» **PROVIDED PASSAGE**:

'''

Bear with me now - I am about to go off the baseball rails here. I read all the speculation, all the projections of player salaries and all the moaning from our team and fans and the rest of the teams and their fans so I am going to say something no one wants to hear. We do not need an Ace, we do not need a superstar! There it has been said. The follow up to that is - and I want us to win the series!
Okay, now for my reasons. Lets start with the easiest - the Ace. The Ace in the 1800s pitched much more than any current pitcher. Old Hoss Radbourne won more games - 59 than any pitcher starts in a season. He was the triple crown of pitching leader - 1.38 earned run average, 59 wins and 441 strikeouts. I know we are all about strikeouts now - look at that total. And he pitched 12 years! Okay that was an Ace that made a real difference.
Then we got to the 30 win era where this was the standard that really set out the ACE - Denny McClain in 1968 was the last to win 30. There were 21 thirty game win seasons with most in the early 1900s. And they still had arms on their bodies the next year. These thirteen pitchers were also Aces of course Denny took to Aces in the gambling dens and ruined his career.
Then came the twenty game winners - with Warren Spahn winning 20 - 13 different years during his career - despite losing years to serving in the war. His last 20 game year came in my high school graduation year - 1963. He and the other 20 game regulars were Aces. On this list of twenty game winners is Nolan Ryan - yes he also lost a lot, but he was the real leader into the strikeout era and he also was a complete game pitcher.
Then we went to five man rotations and now to openers (the shame) and the argument that wins don't matter. The above pitchers also completed games - Cy Young completed 749 games - yes he won and lost games. And he earned his wins just like the other Aces above.
Now, the Ace not only pitches one of five games, but only 6 - 7 innings in most outings. I see Kershaw get $35m a year and think - why? He cannot even move them forward in the off season and his speed is diminishing.

'''

» **PROBLEM A**:
Answer these questions from the post about pitching aces:
(i) What earned run average did Old Hoss Radbourne post?
(ii) Who was the last pitcher to win 30 games, and in what year?
(iii) How many games did Cy Young complete?
» **PROBLEM B**: In the post about pitching aces, switch "strikeouts" to "punchouts" and give the part that opens with the words containing "Bear with me" and closes with "a real difference.".
» **PROBLEM C**: Condense the paragraph of the post about pitching aces that begins "Then came the twenty game winners" into a bulleted list, keeping its main facts.

Data entries

'''

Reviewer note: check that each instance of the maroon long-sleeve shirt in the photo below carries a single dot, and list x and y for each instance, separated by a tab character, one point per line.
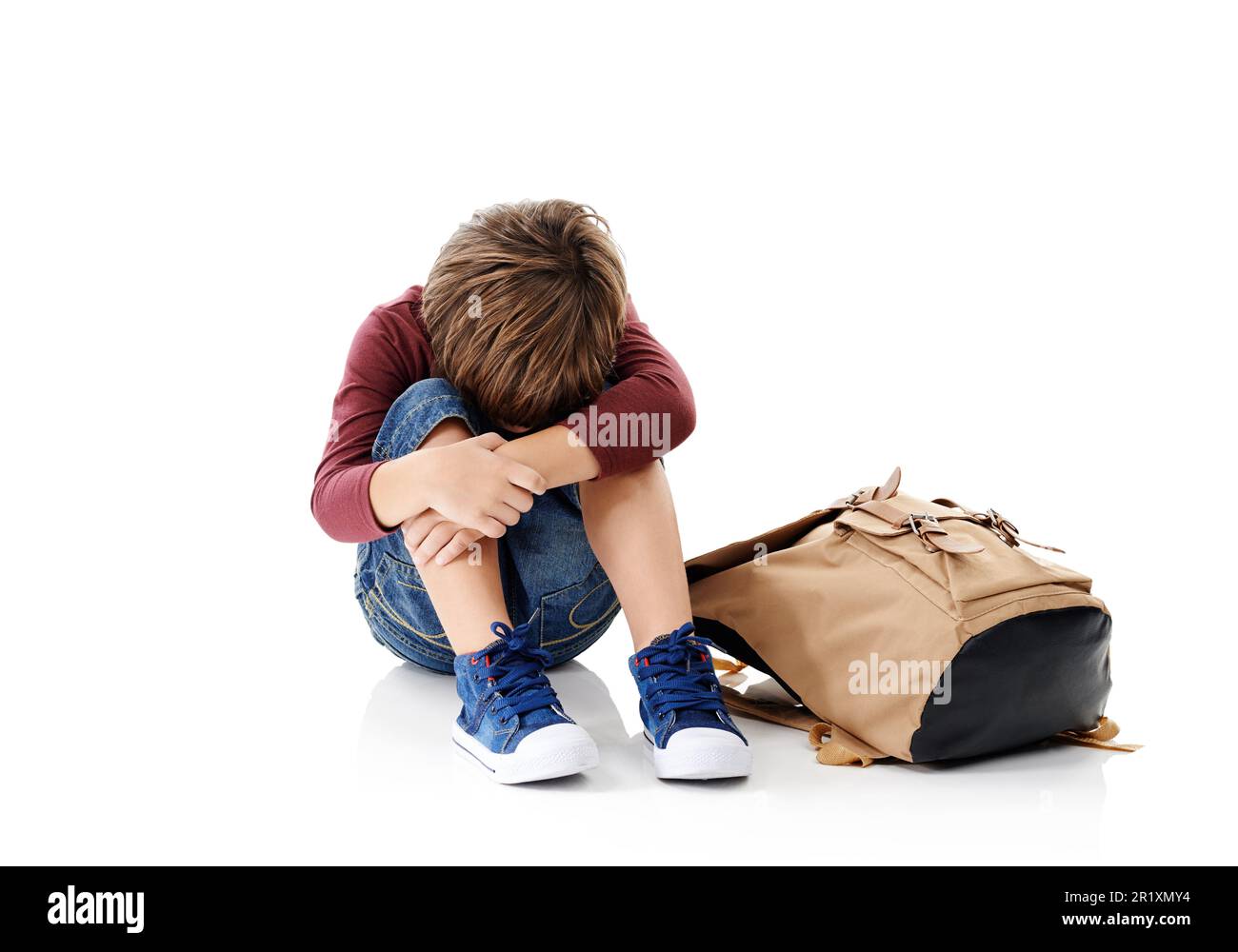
391	351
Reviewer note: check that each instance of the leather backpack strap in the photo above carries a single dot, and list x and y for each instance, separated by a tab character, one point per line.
1100	737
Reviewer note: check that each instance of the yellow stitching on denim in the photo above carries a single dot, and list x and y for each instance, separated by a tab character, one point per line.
387	609
609	613
570	615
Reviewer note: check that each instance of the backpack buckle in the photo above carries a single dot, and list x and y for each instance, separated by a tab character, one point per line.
916	519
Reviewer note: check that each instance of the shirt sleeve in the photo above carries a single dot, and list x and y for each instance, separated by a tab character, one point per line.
380	367
643	416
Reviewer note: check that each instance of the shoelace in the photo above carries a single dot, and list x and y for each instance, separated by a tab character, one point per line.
679	686
516	681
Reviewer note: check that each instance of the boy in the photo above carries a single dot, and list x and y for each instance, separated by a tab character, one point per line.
495	452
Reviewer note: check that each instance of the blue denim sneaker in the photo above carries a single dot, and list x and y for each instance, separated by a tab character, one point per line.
689	732
511	724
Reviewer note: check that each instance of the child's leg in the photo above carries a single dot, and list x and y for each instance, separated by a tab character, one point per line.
467	596
630	523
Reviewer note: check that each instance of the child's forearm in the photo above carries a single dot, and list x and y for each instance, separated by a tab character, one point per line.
395	490
553	453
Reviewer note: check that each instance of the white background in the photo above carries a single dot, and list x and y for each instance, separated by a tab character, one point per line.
991	243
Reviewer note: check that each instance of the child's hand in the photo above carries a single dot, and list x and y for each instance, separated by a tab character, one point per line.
429	536
469	485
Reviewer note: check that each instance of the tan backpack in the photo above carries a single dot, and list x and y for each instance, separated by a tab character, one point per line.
910	629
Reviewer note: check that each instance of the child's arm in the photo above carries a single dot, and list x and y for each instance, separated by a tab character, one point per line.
551	452
467	483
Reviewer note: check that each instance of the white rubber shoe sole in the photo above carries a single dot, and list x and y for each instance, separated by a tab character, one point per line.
700	753
546	753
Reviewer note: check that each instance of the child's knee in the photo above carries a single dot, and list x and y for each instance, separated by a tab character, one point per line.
429	408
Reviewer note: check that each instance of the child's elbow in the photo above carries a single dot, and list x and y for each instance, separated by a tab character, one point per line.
682	413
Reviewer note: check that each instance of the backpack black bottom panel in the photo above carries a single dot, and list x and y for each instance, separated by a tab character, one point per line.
1022	681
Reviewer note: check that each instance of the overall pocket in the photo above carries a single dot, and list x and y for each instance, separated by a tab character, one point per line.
399	606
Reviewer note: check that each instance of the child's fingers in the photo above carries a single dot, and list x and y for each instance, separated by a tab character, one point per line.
416	528
521	475
489	441
519	499
433	543
506	514
490	526
458	546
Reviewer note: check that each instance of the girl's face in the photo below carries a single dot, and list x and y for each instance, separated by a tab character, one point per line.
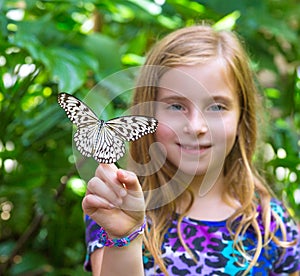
198	113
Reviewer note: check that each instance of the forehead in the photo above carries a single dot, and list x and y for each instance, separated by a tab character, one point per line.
197	81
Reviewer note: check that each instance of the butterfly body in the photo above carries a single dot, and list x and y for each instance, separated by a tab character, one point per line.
103	140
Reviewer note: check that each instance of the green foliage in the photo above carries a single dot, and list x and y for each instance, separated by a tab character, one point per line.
52	46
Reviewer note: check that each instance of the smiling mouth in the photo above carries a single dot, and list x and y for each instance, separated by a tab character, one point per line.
194	148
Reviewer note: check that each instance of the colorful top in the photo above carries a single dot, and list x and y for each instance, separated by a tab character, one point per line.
212	245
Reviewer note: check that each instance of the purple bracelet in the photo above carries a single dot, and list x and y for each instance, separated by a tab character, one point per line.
125	241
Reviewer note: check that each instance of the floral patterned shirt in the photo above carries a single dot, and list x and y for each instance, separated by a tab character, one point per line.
212	245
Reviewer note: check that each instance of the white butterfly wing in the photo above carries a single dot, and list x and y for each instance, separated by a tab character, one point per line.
84	139
103	140
110	146
132	128
79	114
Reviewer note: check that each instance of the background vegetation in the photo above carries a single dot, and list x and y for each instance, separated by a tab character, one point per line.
49	46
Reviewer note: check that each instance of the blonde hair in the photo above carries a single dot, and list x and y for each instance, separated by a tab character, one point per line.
191	46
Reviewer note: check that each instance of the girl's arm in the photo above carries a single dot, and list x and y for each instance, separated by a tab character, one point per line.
115	201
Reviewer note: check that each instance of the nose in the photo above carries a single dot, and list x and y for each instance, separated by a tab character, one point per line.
196	123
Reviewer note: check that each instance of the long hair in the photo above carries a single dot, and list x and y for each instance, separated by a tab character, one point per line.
191	46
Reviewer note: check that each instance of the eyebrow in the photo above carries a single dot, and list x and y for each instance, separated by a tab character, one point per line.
213	98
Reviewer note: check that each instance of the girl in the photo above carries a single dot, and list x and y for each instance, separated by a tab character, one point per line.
207	210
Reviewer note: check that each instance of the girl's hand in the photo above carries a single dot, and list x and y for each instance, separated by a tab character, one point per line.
114	199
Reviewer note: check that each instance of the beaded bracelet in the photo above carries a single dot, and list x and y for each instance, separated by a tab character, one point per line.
125	241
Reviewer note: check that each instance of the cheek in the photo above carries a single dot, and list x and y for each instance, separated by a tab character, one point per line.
163	133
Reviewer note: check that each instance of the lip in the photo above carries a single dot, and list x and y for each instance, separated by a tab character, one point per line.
194	149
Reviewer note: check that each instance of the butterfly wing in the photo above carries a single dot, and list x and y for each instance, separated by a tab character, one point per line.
86	121
131	128
79	114
84	140
110	146
103	141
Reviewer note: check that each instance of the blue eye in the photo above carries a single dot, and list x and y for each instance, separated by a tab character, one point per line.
217	107
175	107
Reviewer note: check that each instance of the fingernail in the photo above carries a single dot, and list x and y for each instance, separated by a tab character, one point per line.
122	192
111	206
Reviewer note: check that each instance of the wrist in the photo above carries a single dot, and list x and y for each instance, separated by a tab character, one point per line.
105	240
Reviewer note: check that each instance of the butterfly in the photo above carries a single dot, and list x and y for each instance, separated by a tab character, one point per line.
103	140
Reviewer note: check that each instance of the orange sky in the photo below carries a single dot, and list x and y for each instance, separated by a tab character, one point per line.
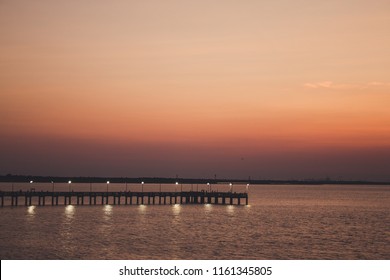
142	80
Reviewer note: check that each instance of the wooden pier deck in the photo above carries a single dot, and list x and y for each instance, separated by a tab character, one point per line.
42	198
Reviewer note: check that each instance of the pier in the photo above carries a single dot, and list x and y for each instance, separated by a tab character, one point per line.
43	198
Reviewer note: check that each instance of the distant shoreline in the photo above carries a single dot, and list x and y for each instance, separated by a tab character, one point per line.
80	179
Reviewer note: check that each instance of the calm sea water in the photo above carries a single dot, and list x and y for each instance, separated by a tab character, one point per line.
281	222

'''

» **EXPECTED ANSWER A**:
(i) 1.38
(ii) Denny McClain, in 1968
(iii) 749

» **EXPECTED ANSWER B**:
Bear with me now - I am about to go off the baseball rails here. I read all the speculation, all the projections of player salaries and all the moaning from our team and fans and the rest of the teams and their fans so I am going to say something no one wants to hear. We do not need an Ace, we do not need a superstar! There it has been said. The follow up to that is - and I want us to win the series!
Okay, now for my reasons. Lets start with the easiest - the Ace. The Ace in the 1800s pitched much more than any current pitcher. Old Hoss Radbourne won more games - 59 than any pitcher starts in a season. He was the triple crown of pitching leader - 1.38 earned run average, 59 wins and 441 punchouts. I know we are all about punchouts now - look at that total. And he pitched 12 years! Okay that was an Ace that made a real difference.

» **EXPECTED ANSWER C**:
- Warren Spahn won 20 games in 13 different years, even though he lost years to serving in the war.
- His last 20-win year was 1963, the author's high school graduation year.
- He and the other regular 20-game winners were Aces.
- Nolan Ryan is on the list of 20-game winners. He also lost a lot, but he led the way into the strikeout era and was a complete game pitcher.